DATA RECORDS START
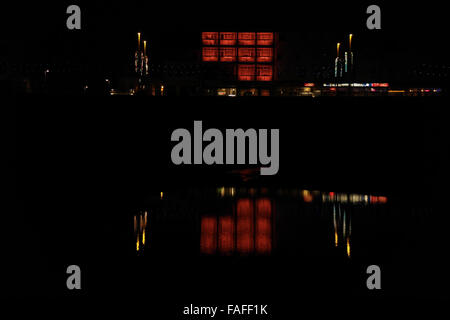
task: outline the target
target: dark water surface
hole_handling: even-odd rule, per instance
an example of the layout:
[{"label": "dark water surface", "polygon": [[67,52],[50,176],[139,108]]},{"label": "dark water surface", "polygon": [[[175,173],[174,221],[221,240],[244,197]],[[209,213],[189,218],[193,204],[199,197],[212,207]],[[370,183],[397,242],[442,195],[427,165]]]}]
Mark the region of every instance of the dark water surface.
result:
[{"label": "dark water surface", "polygon": [[[173,318],[190,303],[291,315],[299,301],[448,298],[446,99],[92,99],[17,101],[17,270],[38,261],[41,275],[20,293]],[[172,165],[170,134],[194,120],[279,128],[279,173]],[[81,292],[66,289],[71,264]]]}]

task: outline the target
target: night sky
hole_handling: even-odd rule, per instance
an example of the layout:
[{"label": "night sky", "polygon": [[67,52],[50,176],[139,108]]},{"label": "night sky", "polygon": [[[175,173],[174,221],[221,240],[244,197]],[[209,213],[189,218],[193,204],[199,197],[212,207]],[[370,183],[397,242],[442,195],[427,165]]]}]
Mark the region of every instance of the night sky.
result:
[{"label": "night sky", "polygon": [[[69,31],[65,10],[78,4],[82,30]],[[353,47],[365,64],[412,68],[445,64],[446,15],[441,4],[378,3],[382,30],[367,30],[366,8],[372,3],[291,1],[271,3],[154,1],[60,1],[57,4],[20,2],[9,10],[17,17],[7,23],[0,40],[0,59],[18,63],[81,63],[91,70],[122,72],[135,48],[136,32],[148,40],[153,63],[195,62],[198,32],[208,30],[270,30],[288,32],[289,48],[300,64],[315,57],[333,57],[336,42],[353,33]],[[27,8],[24,10],[24,8]],[[3,22],[8,21],[4,19]],[[311,59],[312,58],[312,59]]]}]

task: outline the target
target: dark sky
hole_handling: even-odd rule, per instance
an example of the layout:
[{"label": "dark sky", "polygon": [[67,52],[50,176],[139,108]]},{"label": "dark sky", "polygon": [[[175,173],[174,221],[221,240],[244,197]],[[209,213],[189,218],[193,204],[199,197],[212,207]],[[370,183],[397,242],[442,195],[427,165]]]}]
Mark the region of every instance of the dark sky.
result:
[{"label": "dark sky", "polygon": [[[118,68],[133,54],[136,32],[149,41],[153,61],[191,60],[206,30],[273,30],[298,34],[289,43],[306,56],[334,52],[335,43],[355,34],[354,48],[368,60],[446,63],[448,27],[442,4],[387,4],[382,30],[366,28],[366,8],[372,2],[348,1],[45,1],[20,2],[2,10],[0,59],[18,62],[70,62]],[[66,28],[66,8],[82,9],[82,30]],[[13,18],[13,19],[11,19]],[[131,49],[131,50],[130,50]],[[179,54],[186,52],[187,54]]]}]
DATA RECORDS END
## PROBLEM REQUIREMENTS
Because the pictures are not wanted, retype every record exactly without them.

## RESPONSE AREA
task: outline the target
target: dark water surface
hole_handling: even-odd rule, per instance
an example of the layout:
[{"label": "dark water surface", "polygon": [[67,52],[50,176],[139,108]]},{"label": "dark water surface", "polygon": [[[175,173],[174,221],[221,240],[244,197]],[[209,213],[189,218],[193,204],[199,197],[212,207]],[[370,183],[397,242],[442,195],[427,165]]]}]
Mark the region of every instance of the dark water surface.
result:
[{"label": "dark water surface", "polygon": [[[173,318],[190,303],[291,315],[299,301],[448,298],[446,99],[92,99],[17,101],[17,270],[38,261],[41,275],[20,293]],[[172,165],[170,134],[194,120],[279,128],[279,173]],[[81,292],[66,289],[71,264]]]}]

task: outline the target
target: night sky
hole_handling: even-odd rule, per instance
an example of the layout:
[{"label": "night sky", "polygon": [[67,52],[50,176],[139,108]]},{"label": "night sky", "polygon": [[[175,173],[174,221],[221,240],[244,197]],[[209,213],[189,218],[193,204],[199,197],[212,207]],[[370,183],[397,242],[442,195],[427,165]]]}]
Mark the region of every instance of the night sky.
result:
[{"label": "night sky", "polygon": [[[69,31],[65,10],[78,4],[82,30]],[[353,47],[365,64],[412,68],[445,64],[446,15],[441,4],[378,3],[382,30],[367,30],[366,8],[372,3],[291,1],[271,3],[154,1],[60,1],[57,4],[20,2],[9,10],[17,17],[7,23],[0,40],[0,59],[18,63],[81,63],[91,70],[122,72],[135,48],[136,32],[148,40],[153,63],[195,62],[198,32],[208,30],[270,30],[288,32],[289,48],[300,64],[315,57],[333,57],[336,42],[353,33]],[[27,8],[24,10],[24,8]],[[3,22],[8,21],[4,19]],[[311,59],[312,58],[312,59]]]}]

task: outline the target
target: dark sky
hole_handling: even-odd rule, per instance
an example of the layout:
[{"label": "dark sky", "polygon": [[67,52],[50,176],[139,108]]},{"label": "dark sky", "polygon": [[[175,173],[174,221],[221,240],[244,197]],[[209,213],[189,218],[193,204],[199,197],[212,207]],[[370,183],[397,242],[442,195],[427,165]]]}]
Mark the region of every instance of the dark sky.
result:
[{"label": "dark sky", "polygon": [[[118,68],[133,54],[136,32],[149,41],[153,61],[191,60],[206,30],[273,30],[298,34],[289,43],[306,56],[334,52],[335,43],[355,34],[354,48],[368,60],[446,63],[448,27],[442,4],[387,4],[382,30],[366,28],[366,8],[372,2],[348,1],[45,1],[20,2],[2,10],[0,59],[18,62],[70,62]],[[66,28],[66,8],[82,9],[82,30]],[[13,18],[13,19],[11,19]],[[131,49],[131,50],[130,50]],[[179,54],[186,52],[187,54]]]}]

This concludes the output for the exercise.